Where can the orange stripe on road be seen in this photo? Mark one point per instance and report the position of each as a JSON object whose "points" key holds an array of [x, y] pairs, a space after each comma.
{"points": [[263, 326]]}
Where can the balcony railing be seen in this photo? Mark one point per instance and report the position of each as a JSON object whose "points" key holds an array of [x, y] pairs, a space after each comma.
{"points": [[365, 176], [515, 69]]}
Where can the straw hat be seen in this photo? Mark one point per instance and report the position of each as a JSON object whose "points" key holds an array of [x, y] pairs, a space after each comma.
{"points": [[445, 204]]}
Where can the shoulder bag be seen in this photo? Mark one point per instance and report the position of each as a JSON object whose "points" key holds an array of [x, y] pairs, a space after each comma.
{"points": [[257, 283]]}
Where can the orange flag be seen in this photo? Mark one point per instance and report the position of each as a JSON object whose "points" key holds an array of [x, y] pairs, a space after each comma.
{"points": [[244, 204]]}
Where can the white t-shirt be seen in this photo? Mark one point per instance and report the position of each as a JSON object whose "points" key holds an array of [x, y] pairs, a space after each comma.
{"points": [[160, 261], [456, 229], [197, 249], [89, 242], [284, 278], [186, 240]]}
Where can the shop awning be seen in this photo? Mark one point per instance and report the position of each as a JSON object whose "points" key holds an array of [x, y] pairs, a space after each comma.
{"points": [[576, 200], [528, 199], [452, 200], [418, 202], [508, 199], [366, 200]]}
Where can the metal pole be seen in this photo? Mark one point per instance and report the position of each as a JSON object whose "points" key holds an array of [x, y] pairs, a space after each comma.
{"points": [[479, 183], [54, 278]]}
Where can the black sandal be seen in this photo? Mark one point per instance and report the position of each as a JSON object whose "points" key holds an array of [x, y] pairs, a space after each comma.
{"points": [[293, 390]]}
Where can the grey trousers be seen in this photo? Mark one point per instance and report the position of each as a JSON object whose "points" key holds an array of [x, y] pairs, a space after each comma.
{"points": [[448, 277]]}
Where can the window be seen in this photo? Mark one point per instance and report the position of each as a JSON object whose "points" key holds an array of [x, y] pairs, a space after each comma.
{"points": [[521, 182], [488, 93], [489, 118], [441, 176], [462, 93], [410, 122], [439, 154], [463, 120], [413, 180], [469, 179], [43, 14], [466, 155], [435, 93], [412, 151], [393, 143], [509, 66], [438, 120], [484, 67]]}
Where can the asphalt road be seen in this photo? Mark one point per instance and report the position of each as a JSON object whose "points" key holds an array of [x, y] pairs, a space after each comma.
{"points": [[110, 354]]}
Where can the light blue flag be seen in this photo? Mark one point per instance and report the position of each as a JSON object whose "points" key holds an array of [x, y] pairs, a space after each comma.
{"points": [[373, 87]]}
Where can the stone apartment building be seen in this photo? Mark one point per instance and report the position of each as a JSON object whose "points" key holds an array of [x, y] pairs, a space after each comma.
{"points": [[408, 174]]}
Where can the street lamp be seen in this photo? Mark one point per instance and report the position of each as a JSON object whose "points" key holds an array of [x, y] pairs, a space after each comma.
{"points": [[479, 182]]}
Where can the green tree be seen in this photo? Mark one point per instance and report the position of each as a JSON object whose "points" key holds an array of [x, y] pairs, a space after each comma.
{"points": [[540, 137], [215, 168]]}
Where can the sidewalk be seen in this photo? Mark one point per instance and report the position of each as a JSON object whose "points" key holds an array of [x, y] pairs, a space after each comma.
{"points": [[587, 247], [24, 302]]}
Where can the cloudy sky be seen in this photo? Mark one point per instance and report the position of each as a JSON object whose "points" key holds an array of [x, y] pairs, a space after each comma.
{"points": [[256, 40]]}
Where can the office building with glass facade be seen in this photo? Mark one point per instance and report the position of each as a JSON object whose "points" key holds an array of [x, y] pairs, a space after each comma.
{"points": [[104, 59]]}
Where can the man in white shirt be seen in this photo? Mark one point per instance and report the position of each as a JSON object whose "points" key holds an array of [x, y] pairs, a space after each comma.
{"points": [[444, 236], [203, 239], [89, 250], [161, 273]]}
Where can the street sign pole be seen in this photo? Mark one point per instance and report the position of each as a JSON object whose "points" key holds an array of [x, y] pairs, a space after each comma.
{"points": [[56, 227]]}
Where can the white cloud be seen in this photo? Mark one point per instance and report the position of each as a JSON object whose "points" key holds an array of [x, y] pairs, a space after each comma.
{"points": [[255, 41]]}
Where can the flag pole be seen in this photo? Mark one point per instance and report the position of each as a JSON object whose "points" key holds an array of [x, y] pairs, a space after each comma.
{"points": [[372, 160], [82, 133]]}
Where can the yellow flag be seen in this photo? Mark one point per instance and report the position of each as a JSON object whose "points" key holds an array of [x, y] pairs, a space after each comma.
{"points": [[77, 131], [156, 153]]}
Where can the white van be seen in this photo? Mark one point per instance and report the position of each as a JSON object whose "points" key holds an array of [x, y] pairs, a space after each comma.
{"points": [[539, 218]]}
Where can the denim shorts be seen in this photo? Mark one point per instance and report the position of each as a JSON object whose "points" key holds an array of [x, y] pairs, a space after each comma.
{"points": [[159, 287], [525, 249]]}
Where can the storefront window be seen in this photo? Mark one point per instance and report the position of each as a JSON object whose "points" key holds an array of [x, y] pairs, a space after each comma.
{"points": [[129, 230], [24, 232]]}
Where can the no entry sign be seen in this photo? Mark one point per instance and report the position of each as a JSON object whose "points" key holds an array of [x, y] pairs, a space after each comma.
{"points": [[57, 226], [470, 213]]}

__________________________________________________

## Job:
Copy exactly the lines of the listing above, beginning at the line with "Where can the man" and ending at its final line; write out nothing else.

## Full output:
Where can the man in white shirt be seen in this photo? Mark one point per instance and report the position of each as a JSON object whose "points" key holds an array of [x, y] pairs, a space after each comma.
{"points": [[444, 236], [203, 239], [89, 250], [161, 273]]}
Where can the street sign pole be seen in this photo? Mark one point per instance and report the position of each as a JSON object whose "points" key holds an array of [x, y] pairs, a space after each comma.
{"points": [[56, 227]]}
Where can the white cloud be seen in this photo? Mark one point per instance and report the position of each as a JSON object whose "points" key holds an array of [x, y] pairs, a space after each comma.
{"points": [[255, 41]]}
Where can the flag pole be seen in this photo? Mark one point per instance and report the position of each as a JSON object whose "points" key holds an array of [x, y] pairs, a space after each comma.
{"points": [[372, 160], [82, 133]]}
Where can the yellow flag be seen in this photo? Mark one point per instance and report the position of each as a JSON object whose "points" key holds an array of [x, y] pairs, a space after each comma.
{"points": [[77, 131], [156, 153]]}
Where can the white van be seen in this photo? Mark one point per instance and report the position of each as a JSON object whose "points" key holds an array of [x, y] pairs, a space after each comma.
{"points": [[539, 218]]}
Where can the denim shorts be seen in this photo? Mark one point per instance and report the position of each as a JSON object whose "points" key holds an array of [x, y] pairs, a space after each comma.
{"points": [[159, 287], [525, 249]]}
Where can the storefront window be seen in this photo? Mark one point per instance and report the position of each as a JSON object whose "points" key holds an array of [x, y] pairs, a space after each comma.
{"points": [[129, 230], [24, 232]]}
Where can the no entry sign be seen in this photo? Mark one point per instance and report the position of each as a JSON object whose "points" key holds an array of [x, y] pairs, a space after each comma.
{"points": [[57, 226], [470, 213]]}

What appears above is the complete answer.